**Cómo hacerlo**. Retoma el texto sobre la crisis en Argentina y el impuesto a la riqueza y sigue escribiéndolo a partir de su última oración.

**Fragmento del texto**.
________________________

En rigor, en Argentina se necesitan crear nuevas reglas de juego para salir de esta crisis, y esto es parte del rol del Estado. Nuestro actual sistema fiscal, económico, social, laboral y regulatorio no resiste el impacto de esta pandemia y no está preparado para enfrentarla. No sirve profundizar la grieta entre los ciudadanos al impulsar un impuesto a la riqueza. Eso es una acción aislada y, según indican distintos especialistas, con un impacto recaudación muy marginal frente a la gravedad de la crisis. No parece que la imposición compulsiva de cargas a ciertas personas de extraordinario patrimonio saque al país de la gravísima crisis que comenzará a atravesar en breve. Frente a ello parece conveniente el diálogo de todos los sectores, para acordar juntos políticas de estado urgentes, donde se sienten todos los sectores a pensarlas y discutirlas. Hoy más que nunca deben formarse mesas de diálogo tendientes a un gran acuerdo nacional, teniendo la grandeza de dejar por un momento de lado banderas partidarias y dogmas ideológicos. La Argentina y nuestra historia lo demandan.

________________________

**Datos proporcionados**.
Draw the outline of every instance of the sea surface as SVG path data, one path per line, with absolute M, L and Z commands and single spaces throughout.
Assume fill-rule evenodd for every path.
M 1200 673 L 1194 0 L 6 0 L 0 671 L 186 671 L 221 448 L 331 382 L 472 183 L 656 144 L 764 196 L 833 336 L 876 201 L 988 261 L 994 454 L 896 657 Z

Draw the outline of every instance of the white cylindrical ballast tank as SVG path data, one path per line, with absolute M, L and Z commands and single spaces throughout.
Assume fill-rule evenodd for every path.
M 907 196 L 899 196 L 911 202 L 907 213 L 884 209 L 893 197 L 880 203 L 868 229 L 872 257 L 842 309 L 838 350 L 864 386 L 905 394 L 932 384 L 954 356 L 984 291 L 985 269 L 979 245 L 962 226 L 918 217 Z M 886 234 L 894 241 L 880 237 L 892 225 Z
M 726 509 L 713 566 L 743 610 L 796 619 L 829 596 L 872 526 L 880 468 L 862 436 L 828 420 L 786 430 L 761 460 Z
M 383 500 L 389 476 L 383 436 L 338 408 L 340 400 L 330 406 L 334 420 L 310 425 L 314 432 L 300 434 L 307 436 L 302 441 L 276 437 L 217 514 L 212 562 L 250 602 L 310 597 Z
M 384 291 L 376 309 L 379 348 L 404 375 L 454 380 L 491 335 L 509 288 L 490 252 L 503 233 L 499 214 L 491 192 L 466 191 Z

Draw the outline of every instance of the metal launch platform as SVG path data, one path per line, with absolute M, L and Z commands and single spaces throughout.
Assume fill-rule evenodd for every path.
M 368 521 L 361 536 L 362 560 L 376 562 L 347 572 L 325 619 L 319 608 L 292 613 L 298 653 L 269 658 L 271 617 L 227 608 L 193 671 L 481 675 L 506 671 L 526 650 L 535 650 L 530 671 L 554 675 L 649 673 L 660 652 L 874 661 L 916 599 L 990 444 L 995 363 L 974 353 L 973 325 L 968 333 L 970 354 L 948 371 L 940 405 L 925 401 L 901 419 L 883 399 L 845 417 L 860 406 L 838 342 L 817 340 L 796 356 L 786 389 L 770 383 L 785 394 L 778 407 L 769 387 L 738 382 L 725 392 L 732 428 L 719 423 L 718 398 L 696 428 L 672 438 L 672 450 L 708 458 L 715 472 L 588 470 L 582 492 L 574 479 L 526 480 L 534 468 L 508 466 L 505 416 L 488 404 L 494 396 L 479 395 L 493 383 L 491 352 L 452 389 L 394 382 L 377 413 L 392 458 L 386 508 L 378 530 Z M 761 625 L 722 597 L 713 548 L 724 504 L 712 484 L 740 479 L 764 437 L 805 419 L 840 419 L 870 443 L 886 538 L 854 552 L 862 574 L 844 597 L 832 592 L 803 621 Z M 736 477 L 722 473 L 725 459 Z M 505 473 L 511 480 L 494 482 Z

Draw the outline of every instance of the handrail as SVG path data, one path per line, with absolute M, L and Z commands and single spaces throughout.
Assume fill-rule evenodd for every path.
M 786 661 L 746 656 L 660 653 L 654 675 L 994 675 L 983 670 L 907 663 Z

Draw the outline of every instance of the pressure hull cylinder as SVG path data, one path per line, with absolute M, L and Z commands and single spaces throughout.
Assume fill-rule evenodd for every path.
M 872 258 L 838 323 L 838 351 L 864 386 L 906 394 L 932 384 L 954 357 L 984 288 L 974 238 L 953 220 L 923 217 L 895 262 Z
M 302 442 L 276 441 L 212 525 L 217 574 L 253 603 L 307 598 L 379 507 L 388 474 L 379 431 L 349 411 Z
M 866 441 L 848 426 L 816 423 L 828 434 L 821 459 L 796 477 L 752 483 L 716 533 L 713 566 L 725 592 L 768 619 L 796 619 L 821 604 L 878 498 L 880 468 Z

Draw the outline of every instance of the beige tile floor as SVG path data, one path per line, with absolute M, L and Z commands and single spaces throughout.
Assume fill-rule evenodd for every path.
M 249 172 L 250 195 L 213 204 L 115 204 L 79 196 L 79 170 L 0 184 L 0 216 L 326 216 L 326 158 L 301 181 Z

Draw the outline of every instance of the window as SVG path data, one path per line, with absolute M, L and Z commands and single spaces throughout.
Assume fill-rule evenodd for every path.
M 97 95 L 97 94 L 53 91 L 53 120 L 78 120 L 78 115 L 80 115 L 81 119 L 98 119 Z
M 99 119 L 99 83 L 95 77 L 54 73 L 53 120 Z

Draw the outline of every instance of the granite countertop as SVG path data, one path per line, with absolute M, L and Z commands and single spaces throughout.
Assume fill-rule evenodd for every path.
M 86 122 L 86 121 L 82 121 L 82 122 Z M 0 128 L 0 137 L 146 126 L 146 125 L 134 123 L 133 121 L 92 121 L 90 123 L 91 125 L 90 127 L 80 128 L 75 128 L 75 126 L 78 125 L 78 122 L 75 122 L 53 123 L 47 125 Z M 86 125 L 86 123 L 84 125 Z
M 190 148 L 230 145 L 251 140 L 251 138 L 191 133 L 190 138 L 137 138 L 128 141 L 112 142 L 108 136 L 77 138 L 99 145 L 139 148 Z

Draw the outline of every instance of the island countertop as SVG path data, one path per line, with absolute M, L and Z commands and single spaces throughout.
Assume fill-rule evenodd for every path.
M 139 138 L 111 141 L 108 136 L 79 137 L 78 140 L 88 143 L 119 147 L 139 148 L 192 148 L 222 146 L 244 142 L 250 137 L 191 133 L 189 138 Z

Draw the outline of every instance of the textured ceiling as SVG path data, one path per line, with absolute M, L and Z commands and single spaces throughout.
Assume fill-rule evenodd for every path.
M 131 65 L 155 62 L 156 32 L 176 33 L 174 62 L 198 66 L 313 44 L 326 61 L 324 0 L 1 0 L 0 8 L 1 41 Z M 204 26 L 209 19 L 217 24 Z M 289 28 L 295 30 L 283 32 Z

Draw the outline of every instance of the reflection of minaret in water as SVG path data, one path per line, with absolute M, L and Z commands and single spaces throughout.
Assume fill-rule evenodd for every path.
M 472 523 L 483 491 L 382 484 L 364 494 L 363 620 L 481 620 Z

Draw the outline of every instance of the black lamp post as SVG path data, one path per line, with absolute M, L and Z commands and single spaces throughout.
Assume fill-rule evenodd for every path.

________________________

**Ejercicio resuelto**.
El principio de subsidiariedad es uno de los principios rectores que justifican la intromisión del Estado en el plano económico y social de la comunidad. Tal modelo reconoce funciones indelegables del Estado -justicia, seguridad, defensa, relaciones exteriores, legislación- y otras que cumplen una misión supletoria de la actividad privada -educación, salud, servicios públicos. Este principio tiene una manda negativa por medio de cual el Estado debe abstenerse de intervenir en las actividades que los individuos pueden realizar por si mismos sin inconvenientes y en un marco de igualdad, pero al propio tiempo contiene una manda positiva, que en tiempo de COVID-19 resulta importante. Ella estipula que el Estado debe acudir en auxilio de los individuos cuando estos se muestren insuficientes para desarrollar la actividad necesaria para el bien común, en este caso, para vivir dignamente, trabajar o producir.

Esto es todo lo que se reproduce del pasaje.